Aim of the task >> Could you transcribe the records below verbatim, starting at the line containing "of the hand" and continuing through the last line of the records, with both ends included?

****

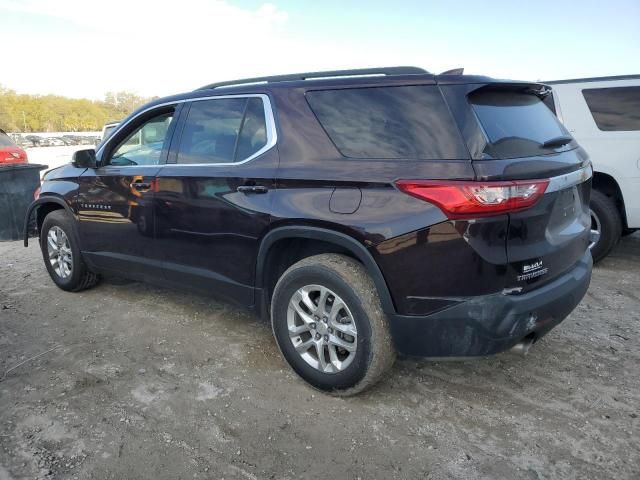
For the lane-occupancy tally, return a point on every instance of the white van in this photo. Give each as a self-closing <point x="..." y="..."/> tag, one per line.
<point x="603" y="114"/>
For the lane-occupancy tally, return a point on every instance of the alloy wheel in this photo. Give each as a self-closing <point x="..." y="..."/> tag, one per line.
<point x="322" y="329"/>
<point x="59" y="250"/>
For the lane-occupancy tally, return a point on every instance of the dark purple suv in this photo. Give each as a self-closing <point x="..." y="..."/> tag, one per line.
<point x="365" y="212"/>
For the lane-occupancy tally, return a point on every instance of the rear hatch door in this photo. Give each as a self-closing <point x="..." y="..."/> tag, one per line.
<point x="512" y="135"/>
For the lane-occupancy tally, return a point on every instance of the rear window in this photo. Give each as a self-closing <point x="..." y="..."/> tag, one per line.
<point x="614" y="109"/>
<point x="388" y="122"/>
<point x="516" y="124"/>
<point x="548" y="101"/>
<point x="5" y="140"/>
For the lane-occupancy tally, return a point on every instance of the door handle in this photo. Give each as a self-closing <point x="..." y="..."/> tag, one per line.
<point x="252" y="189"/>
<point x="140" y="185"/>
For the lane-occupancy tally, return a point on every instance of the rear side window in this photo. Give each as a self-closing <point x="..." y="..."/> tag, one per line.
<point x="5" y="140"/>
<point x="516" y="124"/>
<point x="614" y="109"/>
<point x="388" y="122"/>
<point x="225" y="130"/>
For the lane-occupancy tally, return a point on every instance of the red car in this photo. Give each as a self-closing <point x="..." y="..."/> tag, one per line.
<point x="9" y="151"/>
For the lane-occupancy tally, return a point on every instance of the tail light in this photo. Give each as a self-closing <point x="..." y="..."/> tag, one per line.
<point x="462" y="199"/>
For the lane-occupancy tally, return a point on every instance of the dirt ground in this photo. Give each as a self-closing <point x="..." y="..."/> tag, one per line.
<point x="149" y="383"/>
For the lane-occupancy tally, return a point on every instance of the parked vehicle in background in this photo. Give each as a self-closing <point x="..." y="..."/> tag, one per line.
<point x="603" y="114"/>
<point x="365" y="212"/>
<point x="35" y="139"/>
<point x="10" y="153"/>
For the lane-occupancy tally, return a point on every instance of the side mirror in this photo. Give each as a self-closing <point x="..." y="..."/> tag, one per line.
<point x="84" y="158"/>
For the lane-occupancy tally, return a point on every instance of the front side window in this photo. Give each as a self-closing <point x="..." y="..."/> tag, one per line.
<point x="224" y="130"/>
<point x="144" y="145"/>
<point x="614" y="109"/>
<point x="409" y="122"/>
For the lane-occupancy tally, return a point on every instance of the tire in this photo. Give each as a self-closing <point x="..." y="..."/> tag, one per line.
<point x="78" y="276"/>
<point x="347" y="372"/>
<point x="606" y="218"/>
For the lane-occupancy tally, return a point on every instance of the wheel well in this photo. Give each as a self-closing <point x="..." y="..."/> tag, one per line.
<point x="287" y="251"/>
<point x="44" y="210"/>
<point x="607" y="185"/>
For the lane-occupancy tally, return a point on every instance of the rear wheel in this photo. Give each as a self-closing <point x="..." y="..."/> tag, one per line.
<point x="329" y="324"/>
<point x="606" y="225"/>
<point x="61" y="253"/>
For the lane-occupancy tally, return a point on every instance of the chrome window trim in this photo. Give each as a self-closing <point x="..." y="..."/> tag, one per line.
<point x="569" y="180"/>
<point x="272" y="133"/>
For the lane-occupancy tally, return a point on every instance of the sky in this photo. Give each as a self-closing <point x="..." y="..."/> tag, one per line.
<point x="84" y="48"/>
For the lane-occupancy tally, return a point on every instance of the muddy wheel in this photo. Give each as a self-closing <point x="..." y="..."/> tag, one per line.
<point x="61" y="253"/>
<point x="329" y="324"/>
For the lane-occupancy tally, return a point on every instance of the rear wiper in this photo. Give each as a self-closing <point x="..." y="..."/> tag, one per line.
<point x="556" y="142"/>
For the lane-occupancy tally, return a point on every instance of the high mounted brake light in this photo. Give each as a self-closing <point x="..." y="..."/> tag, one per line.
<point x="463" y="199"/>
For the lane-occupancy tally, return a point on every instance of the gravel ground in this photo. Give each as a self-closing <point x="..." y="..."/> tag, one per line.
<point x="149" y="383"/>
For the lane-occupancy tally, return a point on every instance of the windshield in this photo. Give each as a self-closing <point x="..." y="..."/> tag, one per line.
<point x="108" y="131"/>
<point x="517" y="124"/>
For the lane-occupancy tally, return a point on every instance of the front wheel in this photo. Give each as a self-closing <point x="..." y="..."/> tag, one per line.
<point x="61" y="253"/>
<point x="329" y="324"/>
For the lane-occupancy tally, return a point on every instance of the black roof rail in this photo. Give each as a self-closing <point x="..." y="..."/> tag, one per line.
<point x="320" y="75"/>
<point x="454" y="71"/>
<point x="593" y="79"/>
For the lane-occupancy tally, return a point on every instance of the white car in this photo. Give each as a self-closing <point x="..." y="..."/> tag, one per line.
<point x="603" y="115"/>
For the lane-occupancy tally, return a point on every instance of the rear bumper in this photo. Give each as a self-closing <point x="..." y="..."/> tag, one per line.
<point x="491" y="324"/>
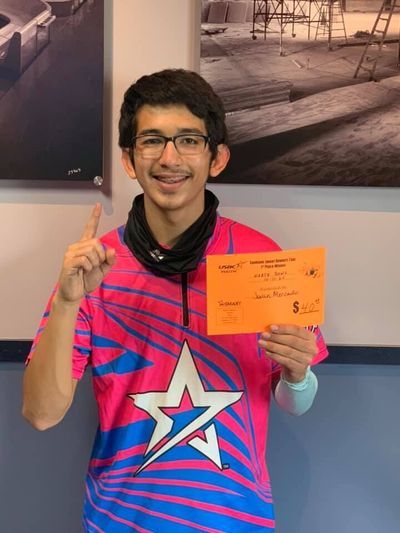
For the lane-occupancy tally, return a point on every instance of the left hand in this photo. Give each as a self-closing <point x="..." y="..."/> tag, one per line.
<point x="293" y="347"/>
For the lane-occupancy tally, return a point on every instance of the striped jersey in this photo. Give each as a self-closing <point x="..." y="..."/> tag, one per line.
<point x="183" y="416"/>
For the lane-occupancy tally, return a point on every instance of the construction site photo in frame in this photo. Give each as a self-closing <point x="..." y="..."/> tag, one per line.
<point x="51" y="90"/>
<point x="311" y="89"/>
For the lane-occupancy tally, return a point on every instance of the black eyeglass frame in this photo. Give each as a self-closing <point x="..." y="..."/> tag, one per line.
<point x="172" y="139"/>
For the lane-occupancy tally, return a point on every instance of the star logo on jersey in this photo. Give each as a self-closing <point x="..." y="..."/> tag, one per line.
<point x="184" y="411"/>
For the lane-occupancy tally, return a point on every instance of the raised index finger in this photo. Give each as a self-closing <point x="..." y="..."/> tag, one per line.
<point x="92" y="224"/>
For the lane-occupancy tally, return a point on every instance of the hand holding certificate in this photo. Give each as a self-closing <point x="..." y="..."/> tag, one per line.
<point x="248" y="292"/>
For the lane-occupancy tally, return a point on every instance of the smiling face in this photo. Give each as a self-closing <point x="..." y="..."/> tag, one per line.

****

Exercise solution >>
For the lane-occupancy tally, return a point on every instance of the hand holding certificate in this photo. Give each as a self-closing <point x="..." y="..."/> tag, one per line.
<point x="248" y="292"/>
For the lane-occupancy tally, return a point on every instance of the smiling face in this photo. Give each as a self-closing <point x="..." y="..."/> tag, one per line.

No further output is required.